Collected data
========================
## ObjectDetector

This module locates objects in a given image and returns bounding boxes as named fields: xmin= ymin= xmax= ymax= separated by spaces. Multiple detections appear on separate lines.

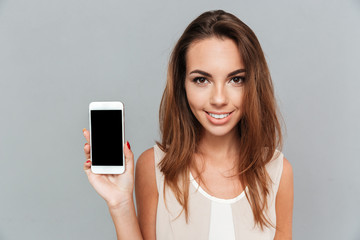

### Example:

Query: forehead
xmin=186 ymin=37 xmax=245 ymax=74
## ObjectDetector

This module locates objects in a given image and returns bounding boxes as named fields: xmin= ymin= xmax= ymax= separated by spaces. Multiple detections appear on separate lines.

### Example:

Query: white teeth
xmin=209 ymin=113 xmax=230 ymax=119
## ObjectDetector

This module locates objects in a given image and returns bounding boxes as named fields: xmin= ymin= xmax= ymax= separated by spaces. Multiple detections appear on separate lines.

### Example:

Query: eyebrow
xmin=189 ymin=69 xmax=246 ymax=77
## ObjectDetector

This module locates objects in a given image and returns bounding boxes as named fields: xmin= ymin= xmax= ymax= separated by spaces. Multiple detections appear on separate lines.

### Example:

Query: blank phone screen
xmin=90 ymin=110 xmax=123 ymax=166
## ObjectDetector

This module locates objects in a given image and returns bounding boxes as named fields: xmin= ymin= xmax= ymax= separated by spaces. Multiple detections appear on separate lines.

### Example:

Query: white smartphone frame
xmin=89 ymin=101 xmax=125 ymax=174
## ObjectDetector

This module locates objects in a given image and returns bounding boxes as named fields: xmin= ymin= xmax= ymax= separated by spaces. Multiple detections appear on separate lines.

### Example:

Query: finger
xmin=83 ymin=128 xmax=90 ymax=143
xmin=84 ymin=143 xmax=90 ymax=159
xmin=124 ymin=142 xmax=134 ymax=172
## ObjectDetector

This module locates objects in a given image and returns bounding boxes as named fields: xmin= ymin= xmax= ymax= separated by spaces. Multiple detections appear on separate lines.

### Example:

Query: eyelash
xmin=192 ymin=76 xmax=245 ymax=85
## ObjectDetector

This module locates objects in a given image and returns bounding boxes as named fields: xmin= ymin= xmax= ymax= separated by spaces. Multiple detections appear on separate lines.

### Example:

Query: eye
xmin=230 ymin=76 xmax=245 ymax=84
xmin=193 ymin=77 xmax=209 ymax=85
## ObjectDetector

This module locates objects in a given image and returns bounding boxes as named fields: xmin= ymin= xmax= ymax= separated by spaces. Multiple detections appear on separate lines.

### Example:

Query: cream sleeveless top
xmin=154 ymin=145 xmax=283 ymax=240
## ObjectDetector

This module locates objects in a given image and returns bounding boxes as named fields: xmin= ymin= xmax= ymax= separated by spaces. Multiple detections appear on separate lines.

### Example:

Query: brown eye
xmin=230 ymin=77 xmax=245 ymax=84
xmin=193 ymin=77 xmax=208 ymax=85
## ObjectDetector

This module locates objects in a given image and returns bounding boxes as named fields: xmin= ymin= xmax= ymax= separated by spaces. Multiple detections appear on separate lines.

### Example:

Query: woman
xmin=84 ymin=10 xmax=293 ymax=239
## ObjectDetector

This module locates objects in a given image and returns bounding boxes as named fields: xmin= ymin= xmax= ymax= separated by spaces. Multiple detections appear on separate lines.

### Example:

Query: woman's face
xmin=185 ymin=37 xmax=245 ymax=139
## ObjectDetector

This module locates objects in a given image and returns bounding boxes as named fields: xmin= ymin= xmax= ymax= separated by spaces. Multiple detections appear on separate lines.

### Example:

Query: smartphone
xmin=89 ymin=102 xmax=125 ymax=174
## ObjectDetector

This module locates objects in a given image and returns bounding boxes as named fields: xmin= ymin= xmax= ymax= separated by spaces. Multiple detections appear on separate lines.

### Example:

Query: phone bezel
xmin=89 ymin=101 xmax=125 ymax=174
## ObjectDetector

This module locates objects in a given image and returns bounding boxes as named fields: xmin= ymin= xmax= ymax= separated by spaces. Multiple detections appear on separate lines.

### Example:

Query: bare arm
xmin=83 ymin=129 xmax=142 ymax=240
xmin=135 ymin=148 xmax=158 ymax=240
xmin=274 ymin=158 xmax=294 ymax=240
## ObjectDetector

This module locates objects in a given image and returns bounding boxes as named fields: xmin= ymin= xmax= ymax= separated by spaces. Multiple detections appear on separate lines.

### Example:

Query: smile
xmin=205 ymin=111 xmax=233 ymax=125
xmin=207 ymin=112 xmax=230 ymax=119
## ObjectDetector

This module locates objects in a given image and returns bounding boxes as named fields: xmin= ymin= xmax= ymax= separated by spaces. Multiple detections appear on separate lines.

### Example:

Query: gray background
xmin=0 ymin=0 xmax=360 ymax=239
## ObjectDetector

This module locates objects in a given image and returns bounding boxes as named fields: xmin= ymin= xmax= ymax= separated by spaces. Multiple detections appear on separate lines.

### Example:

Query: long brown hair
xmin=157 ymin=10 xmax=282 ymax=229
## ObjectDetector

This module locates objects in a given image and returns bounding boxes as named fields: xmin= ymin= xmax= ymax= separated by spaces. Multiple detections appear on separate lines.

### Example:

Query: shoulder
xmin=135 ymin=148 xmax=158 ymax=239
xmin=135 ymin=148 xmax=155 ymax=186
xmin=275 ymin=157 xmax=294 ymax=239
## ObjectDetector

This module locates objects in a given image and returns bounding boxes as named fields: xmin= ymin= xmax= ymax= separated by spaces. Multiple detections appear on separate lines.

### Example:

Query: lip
========================
* **What you have to do**: Rewrite all of the collected data above as a JSON list of strings, with one string for each line and blank lines left out. Omit the pictures from your answer.

* **Exercise solution**:
[
  "## ObjectDetector",
  "This module locates objects in a given image and returns bounding boxes as named fields: xmin= ymin= xmax= ymax= separated by spaces. Multiple detections appear on separate lines.",
  "### Example:",
  "Query: forehead",
  "xmin=186 ymin=37 xmax=245 ymax=74",
  "## ObjectDetector",
  "This module locates objects in a given image and returns bounding boxes as named fields: xmin= ymin= xmax= ymax= separated by spaces. Multiple detections appear on separate lines.",
  "### Example:",
  "Query: white teeth",
  "xmin=209 ymin=113 xmax=230 ymax=119",
  "## ObjectDetector",
  "This module locates objects in a given image and returns bounding boxes as named fields: xmin= ymin= xmax= ymax= separated by spaces. Multiple detections appear on separate lines.",
  "### Example:",
  "Query: eyebrow",
  "xmin=189 ymin=69 xmax=246 ymax=77",
  "## ObjectDetector",
  "This module locates objects in a given image and returns bounding boxes as named fields: xmin= ymin= xmax= ymax= separated by spaces. Multiple detections appear on separate lines.",
  "### Example:",
  "Query: blank phone screen",
  "xmin=90 ymin=110 xmax=123 ymax=166",
  "## ObjectDetector",
  "This module locates objects in a given image and returns bounding boxes as named fields: xmin= ymin= xmax= ymax= separated by spaces. Multiple detections appear on separate lines.",
  "### Example:",
  "Query: white smartphone frame",
  "xmin=89 ymin=101 xmax=125 ymax=174",
  "## ObjectDetector",
  "This module locates objects in a given image and returns bounding boxes as named fields: xmin= ymin= xmax= ymax= separated by spaces. Multiple detections appear on separate lines.",
  "### Example:",
  "Query: finger",
  "xmin=83 ymin=128 xmax=90 ymax=143",
  "xmin=84 ymin=143 xmax=90 ymax=159",
  "xmin=124 ymin=142 xmax=134 ymax=172",
  "## ObjectDetector",
  "This module locates objects in a given image and returns bounding boxes as named fields: xmin= ymin= xmax= ymax= separated by spaces. Multiple detections appear on separate lines.",
  "### Example:",
  "Query: eyelash",
  "xmin=192 ymin=76 xmax=245 ymax=85",
  "## ObjectDetector",
  "This module locates objects in a given image and returns bounding boxes as named fields: xmin= ymin= xmax= ymax= separated by spaces. Multiple detections appear on separate lines.",
  "### Example:",
  "Query: eye",
  "xmin=230 ymin=76 xmax=245 ymax=84",
  "xmin=193 ymin=77 xmax=209 ymax=85",
  "## ObjectDetector",
  "This module locates objects in a given image and returns bounding boxes as named fields: xmin= ymin= xmax= ymax= separated by spaces. Multiple detections appear on separate lines.",
  "### Example:",
  "Query: cream sleeveless top",
  "xmin=154 ymin=145 xmax=283 ymax=240",
  "## ObjectDetector",
  "This module locates objects in a given image and returns bounding boxes as named fields: xmin= ymin= xmax= ymax= separated by spaces. Multiple detections appear on separate lines.",
  "### Example:",
  "Query: brown eye",
  "xmin=230 ymin=77 xmax=245 ymax=84",
  "xmin=193 ymin=77 xmax=208 ymax=85",
  "## ObjectDetector",
  "This module locates objects in a given image and returns bounding boxes as named fields: xmin= ymin= xmax= ymax= separated by spaces. Multiple detections appear on separate lines.",
  "### Example:",
  "Query: woman",
  "xmin=84 ymin=10 xmax=293 ymax=239",
  "## ObjectDetector",
  "This module locates objects in a given image and returns bounding boxes as named fields: xmin= ymin= xmax= ymax= separated by spaces. Multiple detections appear on separate lines.",
  "### Example:",
  "Query: woman's face",
  "xmin=185 ymin=37 xmax=245 ymax=139",
  "## ObjectDetector",
  "This module locates objects in a given image and returns bounding boxes as named fields: xmin= ymin= xmax= ymax= separated by spaces. Multiple detections appear on separate lines.",
  "### Example:",
  "Query: smartphone",
  "xmin=89 ymin=102 xmax=125 ymax=174",
  "## ObjectDetector",
  "This module locates objects in a given image and returns bounding boxes as named fields: xmin= ymin= xmax= ymax= separated by spaces. Multiple detections appear on separate lines.",
  "### Example:",
  "Query: phone bezel",
  "xmin=89 ymin=101 xmax=125 ymax=174",
  "## ObjectDetector",
  "This module locates objects in a given image and returns bounding boxes as named fields: xmin= ymin= xmax= ymax= separated by spaces. Multiple detections appear on separate lines.",
  "### Example:",
  "Query: bare arm",
  "xmin=83 ymin=129 xmax=142 ymax=240",
  "xmin=135 ymin=148 xmax=158 ymax=240",
  "xmin=274 ymin=158 xmax=294 ymax=240",
  "## ObjectDetector",
  "This module locates objects in a given image and returns bounding boxes as named fields: xmin= ymin= xmax= ymax= separated by spaces. Multiple detections appear on separate lines.",
  "### Example:",
  "Query: smile",
  "xmin=205 ymin=111 xmax=233 ymax=125",
  "xmin=207 ymin=112 xmax=230 ymax=119",
  "## ObjectDetector",
  "This module locates objects in a given image and returns bounding boxes as named fields: xmin= ymin= xmax= ymax= separated by spaces. Multiple detections appear on separate lines.",
  "### Example:",
  "Query: gray background",
  "xmin=0 ymin=0 xmax=360 ymax=239",
  "## ObjectDetector",
  "This module locates objects in a given image and returns bounding boxes as named fields: xmin= ymin= xmax= ymax= separated by spaces. Multiple detections appear on separate lines.",
  "### Example:",
  "Query: long brown hair",
  "xmin=157 ymin=10 xmax=282 ymax=229",
  "## ObjectDetector",
  "This module locates objects in a given image and returns bounding boxes as named fields: xmin= ymin= xmax= ymax= separated by spaces. Multiple detections appear on separate lines.",
  "### Example:",
  "Query: shoulder",
  "xmin=135 ymin=148 xmax=158 ymax=239",
  "xmin=135 ymin=148 xmax=155 ymax=186",
  "xmin=275 ymin=157 xmax=294 ymax=239",
  "## ObjectDetector",
  "This module locates objects in a given image and returns bounding boxes as named fields: xmin= ymin= xmax= ymax= separated by spaces. Multiple detections appear on separate lines.",
  "### Example:",
  "Query: lip"
]